_目標_
以下の項目のうち、文字列"humvee"を含む行をすべてそのまま返してください。大文字と小文字は区別します。

_元データ_

+-------+

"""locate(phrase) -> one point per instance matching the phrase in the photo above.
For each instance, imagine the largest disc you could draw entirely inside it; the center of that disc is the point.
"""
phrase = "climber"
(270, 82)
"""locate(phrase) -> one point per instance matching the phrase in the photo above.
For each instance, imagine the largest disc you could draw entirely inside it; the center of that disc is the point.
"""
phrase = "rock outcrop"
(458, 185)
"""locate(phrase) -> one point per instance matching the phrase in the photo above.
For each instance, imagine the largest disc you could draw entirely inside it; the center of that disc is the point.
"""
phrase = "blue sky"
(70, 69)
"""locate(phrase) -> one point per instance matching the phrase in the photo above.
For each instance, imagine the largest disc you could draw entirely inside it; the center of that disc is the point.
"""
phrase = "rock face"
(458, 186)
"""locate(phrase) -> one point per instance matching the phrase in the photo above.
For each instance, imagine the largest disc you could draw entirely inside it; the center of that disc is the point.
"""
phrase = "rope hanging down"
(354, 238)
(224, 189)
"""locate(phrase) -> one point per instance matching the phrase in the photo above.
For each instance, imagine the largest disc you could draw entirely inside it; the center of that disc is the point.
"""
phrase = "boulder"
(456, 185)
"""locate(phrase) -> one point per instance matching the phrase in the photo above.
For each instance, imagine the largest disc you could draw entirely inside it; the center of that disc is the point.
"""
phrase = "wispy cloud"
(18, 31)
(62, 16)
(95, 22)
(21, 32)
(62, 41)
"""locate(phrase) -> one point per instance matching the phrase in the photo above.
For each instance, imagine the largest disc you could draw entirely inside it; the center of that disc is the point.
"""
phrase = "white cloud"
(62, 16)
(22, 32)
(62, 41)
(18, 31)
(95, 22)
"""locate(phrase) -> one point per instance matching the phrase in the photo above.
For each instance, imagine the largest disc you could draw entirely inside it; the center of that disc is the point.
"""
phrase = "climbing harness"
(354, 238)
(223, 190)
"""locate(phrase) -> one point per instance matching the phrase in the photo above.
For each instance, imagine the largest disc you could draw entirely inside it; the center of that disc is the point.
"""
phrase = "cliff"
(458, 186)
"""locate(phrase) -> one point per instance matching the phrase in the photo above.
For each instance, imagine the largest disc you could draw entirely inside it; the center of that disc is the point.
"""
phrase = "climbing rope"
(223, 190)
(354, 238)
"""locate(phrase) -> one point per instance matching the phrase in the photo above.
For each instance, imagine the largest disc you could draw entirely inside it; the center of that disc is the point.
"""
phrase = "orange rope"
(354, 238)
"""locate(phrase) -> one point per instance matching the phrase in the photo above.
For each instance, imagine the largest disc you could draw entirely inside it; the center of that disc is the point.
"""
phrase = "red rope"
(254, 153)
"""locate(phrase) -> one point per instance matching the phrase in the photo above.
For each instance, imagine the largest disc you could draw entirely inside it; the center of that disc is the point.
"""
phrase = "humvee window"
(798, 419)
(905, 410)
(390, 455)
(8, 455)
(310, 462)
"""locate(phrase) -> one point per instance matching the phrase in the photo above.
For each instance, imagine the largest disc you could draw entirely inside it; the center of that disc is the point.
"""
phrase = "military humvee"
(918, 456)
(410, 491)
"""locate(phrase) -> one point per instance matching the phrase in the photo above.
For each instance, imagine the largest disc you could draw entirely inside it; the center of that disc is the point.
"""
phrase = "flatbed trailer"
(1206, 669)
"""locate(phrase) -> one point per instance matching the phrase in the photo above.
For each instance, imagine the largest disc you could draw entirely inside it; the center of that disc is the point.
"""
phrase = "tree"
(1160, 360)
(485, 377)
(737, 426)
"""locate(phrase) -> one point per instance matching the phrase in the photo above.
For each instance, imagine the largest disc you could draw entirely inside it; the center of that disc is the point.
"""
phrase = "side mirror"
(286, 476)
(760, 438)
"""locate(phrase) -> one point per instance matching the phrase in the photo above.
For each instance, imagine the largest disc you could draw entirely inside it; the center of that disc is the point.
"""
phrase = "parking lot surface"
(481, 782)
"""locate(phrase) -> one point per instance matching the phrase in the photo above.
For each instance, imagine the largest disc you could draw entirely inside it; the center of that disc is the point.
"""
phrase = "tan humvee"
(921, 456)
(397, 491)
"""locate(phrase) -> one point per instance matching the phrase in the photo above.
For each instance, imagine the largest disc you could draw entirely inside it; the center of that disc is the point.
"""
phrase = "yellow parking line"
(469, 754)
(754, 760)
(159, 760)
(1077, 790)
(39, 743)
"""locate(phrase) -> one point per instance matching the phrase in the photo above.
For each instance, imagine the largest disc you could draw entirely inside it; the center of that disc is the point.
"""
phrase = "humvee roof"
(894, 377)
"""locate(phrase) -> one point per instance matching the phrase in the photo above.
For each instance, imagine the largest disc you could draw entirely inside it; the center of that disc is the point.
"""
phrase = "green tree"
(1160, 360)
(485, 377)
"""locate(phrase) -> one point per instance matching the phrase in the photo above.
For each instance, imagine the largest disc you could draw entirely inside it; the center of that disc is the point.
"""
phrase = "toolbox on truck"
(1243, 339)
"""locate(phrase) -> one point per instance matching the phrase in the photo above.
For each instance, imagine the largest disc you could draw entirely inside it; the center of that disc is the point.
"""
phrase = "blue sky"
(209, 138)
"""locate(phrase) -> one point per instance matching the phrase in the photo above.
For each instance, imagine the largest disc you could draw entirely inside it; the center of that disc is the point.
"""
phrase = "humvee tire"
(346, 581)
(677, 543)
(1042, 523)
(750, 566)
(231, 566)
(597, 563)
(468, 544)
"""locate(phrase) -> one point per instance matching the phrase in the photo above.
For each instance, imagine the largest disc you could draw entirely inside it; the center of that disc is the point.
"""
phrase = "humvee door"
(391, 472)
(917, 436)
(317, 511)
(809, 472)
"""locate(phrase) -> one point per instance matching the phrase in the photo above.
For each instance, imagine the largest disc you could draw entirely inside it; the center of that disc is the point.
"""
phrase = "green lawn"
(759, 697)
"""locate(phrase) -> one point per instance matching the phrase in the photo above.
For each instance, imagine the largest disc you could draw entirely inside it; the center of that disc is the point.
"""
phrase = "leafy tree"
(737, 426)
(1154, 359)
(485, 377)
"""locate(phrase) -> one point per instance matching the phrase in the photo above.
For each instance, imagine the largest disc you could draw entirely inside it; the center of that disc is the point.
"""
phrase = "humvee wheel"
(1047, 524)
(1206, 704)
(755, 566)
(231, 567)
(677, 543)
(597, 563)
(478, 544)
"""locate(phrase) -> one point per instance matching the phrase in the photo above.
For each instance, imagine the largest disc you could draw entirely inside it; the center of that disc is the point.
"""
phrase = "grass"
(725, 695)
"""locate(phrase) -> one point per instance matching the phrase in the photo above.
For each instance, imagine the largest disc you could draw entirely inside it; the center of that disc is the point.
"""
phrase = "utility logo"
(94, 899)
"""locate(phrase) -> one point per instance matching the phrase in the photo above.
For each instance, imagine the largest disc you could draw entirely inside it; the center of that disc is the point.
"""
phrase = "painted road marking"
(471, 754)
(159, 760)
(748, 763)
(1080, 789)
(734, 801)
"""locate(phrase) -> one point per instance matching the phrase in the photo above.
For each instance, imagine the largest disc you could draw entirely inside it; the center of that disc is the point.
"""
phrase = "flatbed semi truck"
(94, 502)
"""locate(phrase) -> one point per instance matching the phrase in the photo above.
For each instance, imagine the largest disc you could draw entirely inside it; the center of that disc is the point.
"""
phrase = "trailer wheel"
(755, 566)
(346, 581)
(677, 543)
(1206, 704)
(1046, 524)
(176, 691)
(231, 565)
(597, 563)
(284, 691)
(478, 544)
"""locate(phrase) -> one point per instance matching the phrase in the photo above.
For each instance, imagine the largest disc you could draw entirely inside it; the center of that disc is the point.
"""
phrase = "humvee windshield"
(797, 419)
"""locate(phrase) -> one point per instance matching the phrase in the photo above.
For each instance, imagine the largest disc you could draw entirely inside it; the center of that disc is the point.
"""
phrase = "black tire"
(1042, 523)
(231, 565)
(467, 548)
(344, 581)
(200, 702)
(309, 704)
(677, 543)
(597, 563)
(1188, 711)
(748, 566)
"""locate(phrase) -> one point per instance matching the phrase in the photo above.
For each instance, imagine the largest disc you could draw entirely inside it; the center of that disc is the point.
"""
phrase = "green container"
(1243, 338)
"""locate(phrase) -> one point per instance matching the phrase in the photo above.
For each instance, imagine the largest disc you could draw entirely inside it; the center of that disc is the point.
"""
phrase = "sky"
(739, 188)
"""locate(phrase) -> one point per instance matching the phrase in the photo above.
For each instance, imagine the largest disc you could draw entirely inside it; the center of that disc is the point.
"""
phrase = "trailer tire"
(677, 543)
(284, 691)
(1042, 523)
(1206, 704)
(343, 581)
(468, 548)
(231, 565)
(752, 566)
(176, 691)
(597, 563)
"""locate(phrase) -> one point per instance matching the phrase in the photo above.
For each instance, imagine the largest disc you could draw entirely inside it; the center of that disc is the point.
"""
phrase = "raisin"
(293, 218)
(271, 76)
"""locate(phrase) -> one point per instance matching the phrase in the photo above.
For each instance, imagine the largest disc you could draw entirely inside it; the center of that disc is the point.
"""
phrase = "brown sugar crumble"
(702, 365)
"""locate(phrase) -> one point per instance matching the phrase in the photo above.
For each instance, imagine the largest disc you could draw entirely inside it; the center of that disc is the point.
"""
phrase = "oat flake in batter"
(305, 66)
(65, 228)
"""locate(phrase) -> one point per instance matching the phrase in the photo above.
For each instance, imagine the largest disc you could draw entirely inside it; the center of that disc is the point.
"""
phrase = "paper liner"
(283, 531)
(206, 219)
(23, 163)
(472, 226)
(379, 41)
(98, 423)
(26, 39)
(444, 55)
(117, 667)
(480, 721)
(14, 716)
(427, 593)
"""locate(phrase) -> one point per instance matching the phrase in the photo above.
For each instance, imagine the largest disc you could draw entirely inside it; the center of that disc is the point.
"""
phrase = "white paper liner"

+-------+

_実行結果_
phrase = "humvee window"
phrase = "military humvee"
phrase = "tan humvee"
phrase = "humvee roof"
phrase = "humvee tire"
phrase = "humvee door"
phrase = "humvee wheel"
phrase = "humvee windshield"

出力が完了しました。